[[ Recorded information, beginning ]]

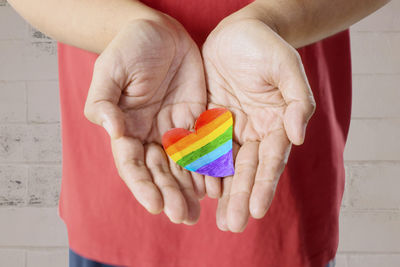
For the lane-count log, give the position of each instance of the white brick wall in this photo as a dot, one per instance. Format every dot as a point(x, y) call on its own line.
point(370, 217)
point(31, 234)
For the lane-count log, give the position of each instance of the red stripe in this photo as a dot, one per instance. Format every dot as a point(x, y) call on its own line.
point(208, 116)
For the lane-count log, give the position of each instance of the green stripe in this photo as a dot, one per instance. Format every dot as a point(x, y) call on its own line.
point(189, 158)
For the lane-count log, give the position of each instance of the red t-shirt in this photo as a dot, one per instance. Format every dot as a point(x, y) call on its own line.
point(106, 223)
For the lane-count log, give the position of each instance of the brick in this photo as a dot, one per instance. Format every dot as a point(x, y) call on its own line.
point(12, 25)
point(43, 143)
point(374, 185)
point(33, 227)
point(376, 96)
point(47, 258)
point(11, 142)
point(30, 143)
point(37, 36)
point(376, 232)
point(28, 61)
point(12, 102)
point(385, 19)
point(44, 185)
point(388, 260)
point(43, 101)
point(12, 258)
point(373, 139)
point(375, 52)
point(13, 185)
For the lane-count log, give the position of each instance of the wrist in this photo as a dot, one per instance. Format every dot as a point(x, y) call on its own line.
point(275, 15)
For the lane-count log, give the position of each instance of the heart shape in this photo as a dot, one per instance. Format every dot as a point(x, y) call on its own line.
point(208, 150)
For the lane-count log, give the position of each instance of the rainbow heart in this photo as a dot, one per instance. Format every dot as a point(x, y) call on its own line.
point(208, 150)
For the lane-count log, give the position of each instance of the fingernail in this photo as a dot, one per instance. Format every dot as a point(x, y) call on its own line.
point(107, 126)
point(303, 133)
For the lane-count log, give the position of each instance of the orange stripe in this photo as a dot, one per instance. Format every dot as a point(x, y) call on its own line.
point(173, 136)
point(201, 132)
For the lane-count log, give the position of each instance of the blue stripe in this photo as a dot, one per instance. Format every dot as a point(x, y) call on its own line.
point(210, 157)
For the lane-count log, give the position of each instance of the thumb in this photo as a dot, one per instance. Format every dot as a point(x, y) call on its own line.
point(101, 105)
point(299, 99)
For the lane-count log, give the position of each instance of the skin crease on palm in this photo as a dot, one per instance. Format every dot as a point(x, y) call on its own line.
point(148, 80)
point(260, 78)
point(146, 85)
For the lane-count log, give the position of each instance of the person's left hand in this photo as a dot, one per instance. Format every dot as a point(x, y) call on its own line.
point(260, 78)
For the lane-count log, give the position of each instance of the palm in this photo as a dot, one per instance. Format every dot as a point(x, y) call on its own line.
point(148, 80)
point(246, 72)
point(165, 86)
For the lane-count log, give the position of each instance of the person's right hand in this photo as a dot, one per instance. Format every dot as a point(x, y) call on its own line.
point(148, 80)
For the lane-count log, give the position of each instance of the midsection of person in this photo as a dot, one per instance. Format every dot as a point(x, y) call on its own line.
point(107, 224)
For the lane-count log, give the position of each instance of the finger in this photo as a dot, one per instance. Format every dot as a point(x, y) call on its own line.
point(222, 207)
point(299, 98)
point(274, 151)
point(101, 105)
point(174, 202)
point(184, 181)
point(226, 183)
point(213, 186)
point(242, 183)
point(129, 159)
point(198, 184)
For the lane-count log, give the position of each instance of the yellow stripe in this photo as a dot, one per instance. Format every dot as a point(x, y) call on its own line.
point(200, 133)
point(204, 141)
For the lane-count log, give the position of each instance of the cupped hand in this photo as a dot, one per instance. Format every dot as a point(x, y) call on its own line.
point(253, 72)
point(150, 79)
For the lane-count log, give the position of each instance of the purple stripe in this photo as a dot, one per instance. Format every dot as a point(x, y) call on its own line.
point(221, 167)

[[ Recorded information, end ]]

* [Problem]
For every entry above, write it out exactly and remove any image.

* [Final answer]
For the lane-count log, give the position of each instance of the white brick wall in this photo as a dot, one per instance. Format every dot as a point(x, y) call on its own line.
point(370, 217)
point(31, 234)
For the lane-count log, give the position of each instance of the red stripe in this photo as a dot, one per instance. Format every dot as a point(x, y) call on its own line.
point(208, 116)
For the lane-count log, give the position of each instance of the green stripe in this photo as a dot, one per instance. Format every dot as a point(x, y) call on its own line.
point(189, 158)
For the lane-count log, give the position of each instance of the red t-shirt in this photo as a dot, one per instance. Format every dot as a point(x, y) call on its own line.
point(106, 223)
For the lane-count log, give the position of each instance of the brick in this photo as a dot, one per instance. Format every dot as a point(x, y) call on its own line.
point(12, 25)
point(43, 143)
point(374, 185)
point(33, 227)
point(376, 96)
point(47, 258)
point(11, 142)
point(30, 143)
point(37, 36)
point(376, 232)
point(28, 61)
point(12, 102)
point(385, 19)
point(44, 185)
point(388, 260)
point(43, 101)
point(12, 258)
point(373, 139)
point(375, 52)
point(13, 185)
For the lane-count log, give the position of each instance of the wrist in this photo as a dot, one per instance. Format every dot as a point(x, y) call on its own line.
point(275, 15)
For the lane-count log, give the position of each instance of the heart shape in this photo as a dot, one per instance. Format every dot as a point(x, y) call on its own line.
point(208, 150)
For the lane-count log, give the position of each instance of the rainbow heart in this photo as a dot, one per instance. Format every dot as a point(x, y) call on its own line.
point(208, 150)
For the lane-count log, give the position of each instance of the fingernail in this photo as a dot, one per instance. Format every dot as a point(x, y) call on its own line.
point(107, 126)
point(303, 133)
For the lane-count log, give the position of each instance of the orange stripe in this photo as a dot, one per instance. Format every dot as a point(x, y) call on its own line.
point(173, 136)
point(201, 132)
For the lane-count log, give the position of each instance of the blue stripe in this photo as a dot, one per instance. Format every dot as a point(x, y) call on its own line.
point(210, 157)
For the lane-count log, give the position of each instance of the thumb in this photo as a dot, one per instance. Format every dot as a point(x, y) call on its own line.
point(101, 105)
point(299, 99)
For the lane-count log, give the position of each instance of the skin crease on palm in this photo as a dot, one per instance. Format every dot as a point(x, y) call on its own line.
point(148, 80)
point(260, 78)
point(146, 85)
For the lane-count log, give the position of each instance of the person's left hand in this photo as a dot, one per instance. Format every dot as a point(x, y) call on its own line.
point(260, 78)
For the lane-count log, give the position of each instance of the palm in this photo as a dot, one per instance. Format every dot as a point(x, y) call on its own line.
point(148, 80)
point(246, 72)
point(165, 86)
For the lane-count log, give the position of each instance of the person's right hand in this photo as a dot, one per instance. Format every dot as a point(x, y) call on its own line.
point(148, 80)
For the lane-count log, give the position of each instance of the midsection of person in this photo as a dot, one per instance. Format every dot as a point(x, y) call on its own line.
point(107, 224)
For the lane-count log, give the position of each instance of the finger in this photo as a dot, one per instance. Format every dot as a point(x, y) call on its own line.
point(222, 207)
point(299, 98)
point(274, 151)
point(101, 105)
point(174, 202)
point(184, 181)
point(226, 183)
point(213, 186)
point(242, 183)
point(129, 159)
point(198, 184)
For the lane-count log, give the position of each instance of the yellow stripe in this photo as a dot, one per instance. Format every dot as a point(x, y) call on its own line.
point(200, 133)
point(204, 141)
For the lane-count log, give the position of each instance of the cupped hand in this photo as a dot, one per instance. Format every dot as a point(x, y) call on its own line.
point(253, 72)
point(150, 79)
For the lane-count log, give the position of each instance of the purple stripe in this photo as a dot, one per instance. Format every dot as a point(x, y) call on its own line.
point(221, 167)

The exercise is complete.